» **EXERCISE TEXT**:
It may have been postponed by a day, but my chemo Amazons at school rallied. Carla came to pick Mom and I up around 8:15. She couldn’t stay the whole time because of classes, but the fact that she came and people were willing to cover her first class means the world to me and to Mom. In fact, Mom bought Carla finger puppets in the states along with a present to say thank you for all she has done for me. In the exchange of the gifts, Mom burst into tears which made Carla cry. Not going to lie, I shut that shit down real quick. I simply cannot start a chemo in tears. If I do that, I will be crying for days. As positive as I am throughout this whole experience, the whole thing still sucks big monkey balls. And I am still very much aware that I have cancer at 31 and have to go through 12 rounds of chemo that makes me feel like absolute crap every other week. So just as there is no crying in baseball, there is no crying in chemotherapy!
Chemo number 8 was just like seven, easy to administer and exhausting afterwards. With the port, the process really goes rather quickly. They had to do a blood test first, since my cells were so low before. However, they seemed to pop right back up with the Neupogen shot. The nurses gowned up, put the surgical cloth around the port, told me to take a breath, and in went the fish-hook needle. Again, I didn’t feel a thing. The blood draw was worse.
While I got loopy, Mom and Carla played with the finger puppets. It was quite entertaining. Around 10:15 Carla had to make it back to class and the chemo started.
Mom and I played around with my bald head. We decided to play the many faces of bald Kim. The chemo is so monotonous, that we have to find new ways to entertain ourselves.
And then Carla sent us some entertainment from school. Apparently, the finger puppets just couldn’t stay in their little bag. They had to come out to play with our colleagues.
With all of the entertainment and drugs in my system, I checked out for a bit. By the time the last of chemos is administrated, I am so tired. The loopy drugs don’t help. I just can’t stay awake anymore. Plus, I have found that if I sleep a bit through the last one, it all goes by really fast.
I had some lunch – a chicken sandwich and papas. Not sure what happened, if it was the food or the coffee I had had earlier, but my stomach was destroyed for the whole evening. I didn’t have nausea but the diarrhea was real! Even Dad’s magic pills were not working. So Mom made me a smoothie for dinner, which helped a bit. In fact, in terms of symptoms afterwards, this one was probably one of the hardest. I just didn’t feel right. My chest was killing me. It wasn’t a pain, but a pressure. It was like an elephant was sitting on my chest and I couldn’t take a full breath. I watched some Disney movies and tried to sleep, but I just couldn’t bring my body to right itself. We watched a few episodes of The Good Wife, Mommy rubbed my bald head, and then I was off to bed.
Another one down. Only four more to go. But they are getting more difficult to cope with afterwards. I’m more tired and weaker. And that quite frankly makes me angry. I just want them done. I’m over all of this. The four to five days of feeling crappy is a pain in the ass. But I just have to keep telling myself that there are only 55 days left – four treatments, two months. And only 16 of those 55 days will be crappy.

» **STUDY QUESTIONS**:
[A] List every food or drink that the chemo entry says the writer ate or drank.
[B] Rewrite the chemo entry from "Chemo number 8" to "to entertain ourselves.", putting "hand puppets" in place of "finger puppets".

» **DATA LISTING**:
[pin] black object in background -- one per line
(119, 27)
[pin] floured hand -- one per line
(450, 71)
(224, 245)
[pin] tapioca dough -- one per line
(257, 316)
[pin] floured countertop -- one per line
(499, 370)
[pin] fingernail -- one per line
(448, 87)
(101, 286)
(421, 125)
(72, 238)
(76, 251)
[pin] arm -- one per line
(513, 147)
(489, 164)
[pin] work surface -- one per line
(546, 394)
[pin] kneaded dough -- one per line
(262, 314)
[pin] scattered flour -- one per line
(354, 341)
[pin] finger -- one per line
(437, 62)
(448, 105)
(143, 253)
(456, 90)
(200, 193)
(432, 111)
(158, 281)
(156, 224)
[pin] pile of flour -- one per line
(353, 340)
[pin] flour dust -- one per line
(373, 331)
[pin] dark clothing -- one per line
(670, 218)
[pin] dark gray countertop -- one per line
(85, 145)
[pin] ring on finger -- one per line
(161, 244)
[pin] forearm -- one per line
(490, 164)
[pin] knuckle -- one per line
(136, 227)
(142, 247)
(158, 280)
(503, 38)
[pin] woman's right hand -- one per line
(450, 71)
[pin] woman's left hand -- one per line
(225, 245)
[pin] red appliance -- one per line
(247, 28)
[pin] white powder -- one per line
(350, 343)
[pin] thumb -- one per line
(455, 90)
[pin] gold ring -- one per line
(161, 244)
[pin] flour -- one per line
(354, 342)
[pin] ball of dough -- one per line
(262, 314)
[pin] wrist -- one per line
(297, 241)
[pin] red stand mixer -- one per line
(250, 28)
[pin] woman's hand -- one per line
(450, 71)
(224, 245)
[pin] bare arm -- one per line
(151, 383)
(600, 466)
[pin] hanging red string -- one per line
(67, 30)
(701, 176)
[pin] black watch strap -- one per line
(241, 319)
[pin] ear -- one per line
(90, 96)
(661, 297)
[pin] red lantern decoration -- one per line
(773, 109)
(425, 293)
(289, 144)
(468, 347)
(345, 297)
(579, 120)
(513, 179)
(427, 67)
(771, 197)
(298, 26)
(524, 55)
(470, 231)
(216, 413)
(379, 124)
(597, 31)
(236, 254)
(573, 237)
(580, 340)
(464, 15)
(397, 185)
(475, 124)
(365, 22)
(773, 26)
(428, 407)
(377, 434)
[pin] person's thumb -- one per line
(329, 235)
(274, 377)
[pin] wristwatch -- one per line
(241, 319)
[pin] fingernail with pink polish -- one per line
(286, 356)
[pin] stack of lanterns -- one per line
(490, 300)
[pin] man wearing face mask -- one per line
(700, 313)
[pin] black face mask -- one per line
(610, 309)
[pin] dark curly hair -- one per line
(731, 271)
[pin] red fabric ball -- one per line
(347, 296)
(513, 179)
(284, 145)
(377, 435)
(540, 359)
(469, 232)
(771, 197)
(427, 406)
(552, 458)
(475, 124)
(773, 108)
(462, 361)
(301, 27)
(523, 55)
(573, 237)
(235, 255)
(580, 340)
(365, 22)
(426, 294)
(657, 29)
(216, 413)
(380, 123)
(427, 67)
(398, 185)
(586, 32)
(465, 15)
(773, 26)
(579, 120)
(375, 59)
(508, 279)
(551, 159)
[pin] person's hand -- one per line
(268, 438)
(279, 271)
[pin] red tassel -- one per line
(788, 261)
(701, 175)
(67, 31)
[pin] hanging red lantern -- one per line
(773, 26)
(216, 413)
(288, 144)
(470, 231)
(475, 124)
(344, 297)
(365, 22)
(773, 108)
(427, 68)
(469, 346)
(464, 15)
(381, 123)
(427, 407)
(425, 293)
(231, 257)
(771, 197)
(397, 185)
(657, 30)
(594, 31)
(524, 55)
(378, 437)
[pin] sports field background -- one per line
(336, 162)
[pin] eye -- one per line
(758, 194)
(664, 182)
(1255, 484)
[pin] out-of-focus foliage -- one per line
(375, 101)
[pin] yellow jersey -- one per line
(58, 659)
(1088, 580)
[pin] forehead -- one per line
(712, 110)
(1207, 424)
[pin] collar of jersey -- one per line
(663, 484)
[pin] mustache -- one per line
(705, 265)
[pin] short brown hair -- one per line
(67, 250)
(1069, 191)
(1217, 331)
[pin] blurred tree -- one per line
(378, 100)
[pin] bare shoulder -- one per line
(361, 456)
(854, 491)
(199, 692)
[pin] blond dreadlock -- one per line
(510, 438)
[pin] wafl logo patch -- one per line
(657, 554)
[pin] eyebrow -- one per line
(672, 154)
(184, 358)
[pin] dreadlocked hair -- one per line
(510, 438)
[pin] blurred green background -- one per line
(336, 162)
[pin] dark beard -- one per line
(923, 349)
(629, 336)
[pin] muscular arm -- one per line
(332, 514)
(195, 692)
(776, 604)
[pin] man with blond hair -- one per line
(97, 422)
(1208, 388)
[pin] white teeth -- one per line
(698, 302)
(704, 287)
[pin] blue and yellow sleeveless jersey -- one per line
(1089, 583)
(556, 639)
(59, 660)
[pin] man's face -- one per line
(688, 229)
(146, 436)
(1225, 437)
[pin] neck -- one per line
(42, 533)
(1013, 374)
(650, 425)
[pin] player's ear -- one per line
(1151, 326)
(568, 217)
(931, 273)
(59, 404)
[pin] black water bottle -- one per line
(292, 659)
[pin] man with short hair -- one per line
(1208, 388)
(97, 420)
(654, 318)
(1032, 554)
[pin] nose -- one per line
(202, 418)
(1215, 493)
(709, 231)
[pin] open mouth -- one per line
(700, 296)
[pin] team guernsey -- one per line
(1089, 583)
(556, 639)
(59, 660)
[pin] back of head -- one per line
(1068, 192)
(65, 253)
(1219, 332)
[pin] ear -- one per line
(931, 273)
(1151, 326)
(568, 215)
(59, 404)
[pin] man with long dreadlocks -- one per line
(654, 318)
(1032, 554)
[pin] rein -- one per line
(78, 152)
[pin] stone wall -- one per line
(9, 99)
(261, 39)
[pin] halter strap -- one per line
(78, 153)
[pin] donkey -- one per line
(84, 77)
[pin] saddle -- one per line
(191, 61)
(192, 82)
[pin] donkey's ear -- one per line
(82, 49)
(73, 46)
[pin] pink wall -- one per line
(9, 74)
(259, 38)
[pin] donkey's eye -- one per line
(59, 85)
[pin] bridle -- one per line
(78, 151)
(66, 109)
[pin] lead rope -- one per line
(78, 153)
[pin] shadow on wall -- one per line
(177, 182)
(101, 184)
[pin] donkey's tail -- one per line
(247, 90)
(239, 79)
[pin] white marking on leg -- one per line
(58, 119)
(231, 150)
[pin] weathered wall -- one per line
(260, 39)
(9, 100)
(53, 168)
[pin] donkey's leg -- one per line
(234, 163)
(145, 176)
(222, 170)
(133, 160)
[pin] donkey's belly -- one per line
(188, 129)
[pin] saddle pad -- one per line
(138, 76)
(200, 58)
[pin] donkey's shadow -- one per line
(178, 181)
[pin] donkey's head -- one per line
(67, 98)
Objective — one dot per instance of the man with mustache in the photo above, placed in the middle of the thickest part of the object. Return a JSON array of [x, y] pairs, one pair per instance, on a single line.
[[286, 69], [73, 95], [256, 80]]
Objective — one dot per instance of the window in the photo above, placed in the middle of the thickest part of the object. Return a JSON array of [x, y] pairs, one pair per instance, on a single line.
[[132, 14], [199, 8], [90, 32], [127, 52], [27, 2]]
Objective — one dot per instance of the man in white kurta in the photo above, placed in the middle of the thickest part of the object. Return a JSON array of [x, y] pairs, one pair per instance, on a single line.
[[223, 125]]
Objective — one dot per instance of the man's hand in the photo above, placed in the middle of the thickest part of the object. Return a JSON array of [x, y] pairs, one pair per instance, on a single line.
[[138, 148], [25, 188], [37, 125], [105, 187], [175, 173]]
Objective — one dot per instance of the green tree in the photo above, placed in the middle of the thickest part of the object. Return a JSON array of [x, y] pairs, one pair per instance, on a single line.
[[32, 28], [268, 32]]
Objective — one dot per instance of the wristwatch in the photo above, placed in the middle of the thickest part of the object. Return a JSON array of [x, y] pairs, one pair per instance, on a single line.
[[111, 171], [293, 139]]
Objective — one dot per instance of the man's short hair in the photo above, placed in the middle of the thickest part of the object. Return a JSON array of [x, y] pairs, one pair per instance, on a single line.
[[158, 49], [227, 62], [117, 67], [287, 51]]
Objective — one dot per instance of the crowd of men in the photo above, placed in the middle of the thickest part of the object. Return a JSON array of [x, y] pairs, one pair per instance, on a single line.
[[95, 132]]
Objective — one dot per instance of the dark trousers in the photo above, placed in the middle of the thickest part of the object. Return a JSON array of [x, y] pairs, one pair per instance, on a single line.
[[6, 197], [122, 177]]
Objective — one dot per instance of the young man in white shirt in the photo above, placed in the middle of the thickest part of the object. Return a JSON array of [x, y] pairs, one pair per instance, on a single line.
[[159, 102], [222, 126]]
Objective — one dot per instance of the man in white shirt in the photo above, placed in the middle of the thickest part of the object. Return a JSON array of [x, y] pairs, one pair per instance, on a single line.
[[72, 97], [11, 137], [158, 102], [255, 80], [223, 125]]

» **TASK SOLUTIONS**:
[A]
- a chicken sandwich
- papas
- coffee
- a smoothie

[B]
Chemo number 8 was just like seven, easy to administer and exhausting afterwards. With the port, the process really goes rather quickly. They had to do a blood test first, since my cells were so low before. However, they seemed to pop right back up with the Neupogen shot. The nurses gowned up, put the surgical cloth around the port, told me to take a breath, and in went the fish-hook needle. Again, I didn’t feel a thing. The blood draw was worse.
While I got loopy, Mom and Carla played with the hand puppets. It was quite entertaining. Around 10:15 Carla had to make it back to class and the chemo started.
Mom and I played around with my bald head. We decided to play the many faces of bald Kim. The chemo is so monotonous, that we have to find new ways to entertain ourselves.